[Задания к упражнению]
**1.** Сколько художников заходят посмотреть на церковку в новелле, приведенной в тексте о художественной форме?
**2.** Допишите текст о художественной форме, начав сразу после его последней фразы.

[Текст для чтения]
Однако на этом пути встают большие трудности. Их не удалось преодолеть и Выготскому; как ни блестящи его анализы, они все же в конечном счете не достигают желанной объективности. «Разночтения» все равно неизбежны – и не только в индивидуальной психике, но и в коллективной, исторически изменяющейся. В какой мере вообще возможен объективный анализ формы? Речь ведь идет не просто о форме, которой обладает любой предмет, а о форме художественной, эстетически организованной; эстетические же свойства – будь то гармония, целостность, экспрессия – не обладают такой же чувственной самоочевидностью, как «прямоугольное», «круглое», «красное»; представления о них, в свою очередь, относительны.

Во многих случаях совсем не просто определить: вот эта интерпретация художественного произведения правомерна, а та произвольна. Способность художественного произведения впитывать меняющиеся идеи, чувства, вкусы превращает его в довольно причудливую амальгаму смыслов. Маленькая новелла-притча на этот счет есть у В. Вересаева, приведу ее целиком:

«Передо мною большими шагами расхаживал известный художественный критик, высокий человек со студенчески длинными волосами, рукою откидывал волосы с красивого лба и говорил:

– Вот перед окнами вашего кабинета – церковка. Зашел к вам художник, увидел ее. “Какая замечательная церковь! Подлинно русская церковь! Как чувствуется в ней глубокое смирение русского народа, его просветленно-христианская примиренность с горькою своею судьбою!

Это нужно зарисовать”. Вы смотрите на его картину: верно! Как на ладони вся христианская душа долготерпеливого русского народа. Зашел потом другой художник. “Какая характерная церковь! Как тут отражено глубочайшее, в сущности, равнодушие русского народа ко всем небесным делам! В готике, – какой там могучий порыв к небу, все устремление – высоко вверх, к Богу! А посмотрите на эти купола: широкие, как репа, основания и то-оненькие хвостики к небу. Там, дескать, нам делать нечего. Тут нужно устраивать жизнь, на земле!.. Это нужно зарисовать!” Зарисовал, и вы видите: действительно, жизнь следует устраивать на земле.

Третий художник пришел. “Какое великолепие! Посмотрите на эти фиолетовые тона, как они играют на золоте куполов!.. Нет, это нужно зарисовать!”

Вам тогда приходит мысль: по-видимому, правда, церковка моя замечательная. Нужно сфотографировать. Сфотографировали. И – ничего! Ни христианского долготерпения, ни пренебрежения к небу, ни красивой игры фиолетовых тонов. Все это от себя внесли художники, каждый из них заставил нас взглянуть на явление его глазами»

(Собранные записи данных)
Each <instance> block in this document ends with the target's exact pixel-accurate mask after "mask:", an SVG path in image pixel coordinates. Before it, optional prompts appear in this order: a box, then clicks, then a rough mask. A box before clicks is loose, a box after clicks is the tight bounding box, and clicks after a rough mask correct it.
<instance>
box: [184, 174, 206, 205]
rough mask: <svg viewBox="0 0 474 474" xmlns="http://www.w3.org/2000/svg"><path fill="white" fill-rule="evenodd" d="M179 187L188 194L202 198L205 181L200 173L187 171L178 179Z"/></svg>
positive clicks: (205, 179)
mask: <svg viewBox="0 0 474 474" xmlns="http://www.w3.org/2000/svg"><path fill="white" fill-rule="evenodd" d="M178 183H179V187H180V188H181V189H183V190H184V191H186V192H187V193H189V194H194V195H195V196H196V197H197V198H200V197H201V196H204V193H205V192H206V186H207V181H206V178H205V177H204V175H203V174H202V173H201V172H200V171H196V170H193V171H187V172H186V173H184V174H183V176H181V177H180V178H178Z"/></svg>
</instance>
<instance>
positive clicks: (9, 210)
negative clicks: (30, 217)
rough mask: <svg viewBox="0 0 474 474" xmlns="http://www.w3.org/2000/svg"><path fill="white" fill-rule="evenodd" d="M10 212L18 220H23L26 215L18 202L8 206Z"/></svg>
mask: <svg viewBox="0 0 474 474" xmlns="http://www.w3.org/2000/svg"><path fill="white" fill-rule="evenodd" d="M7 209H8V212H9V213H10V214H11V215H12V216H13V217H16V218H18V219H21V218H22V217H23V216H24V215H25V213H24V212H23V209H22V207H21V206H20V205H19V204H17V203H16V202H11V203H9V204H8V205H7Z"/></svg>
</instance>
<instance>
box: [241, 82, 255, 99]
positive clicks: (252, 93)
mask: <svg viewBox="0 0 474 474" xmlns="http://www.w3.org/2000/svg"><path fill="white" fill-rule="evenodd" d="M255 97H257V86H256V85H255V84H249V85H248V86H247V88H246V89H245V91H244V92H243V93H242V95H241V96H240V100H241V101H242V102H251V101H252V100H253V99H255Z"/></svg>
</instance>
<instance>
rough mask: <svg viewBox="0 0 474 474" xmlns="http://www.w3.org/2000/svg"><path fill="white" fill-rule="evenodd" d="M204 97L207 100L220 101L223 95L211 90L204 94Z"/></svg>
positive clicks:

[Ответы по заданиям]
**1.** Трое.

**2.**
8

В этом шутливом рассказе, затрагивающем нешуточную проблему, три художника выступают как активные интерпретаторы одного и того же произведения архитектуры. Каждый, рассуждая о нем, а потом рисуя, внес что-то от себя. «Что-то», но не «всё», как говорит Вересаев. Нельзя утверждать, что кто-то из них решительно неправ, слеп по отношению к предмету. Их суждения (видения), если применять термины логики, являются не контрарными (то есть такими, которые не могут быть истинными оба), а лишь разделительными. В сущности, «долготерпение и смирение» не исключают озабоченности земными делами, которая не исключает христианскую веру и уж подавно не исключает ни того, ни другого «игра фиолетовых тонов». Никто из художников не идет мимо предмета, мимо данной формы, они только по-разному расставляют акценты, различаются их апперцепции; у христианина, атеиста и эстета они и не могут быть одинаковыми.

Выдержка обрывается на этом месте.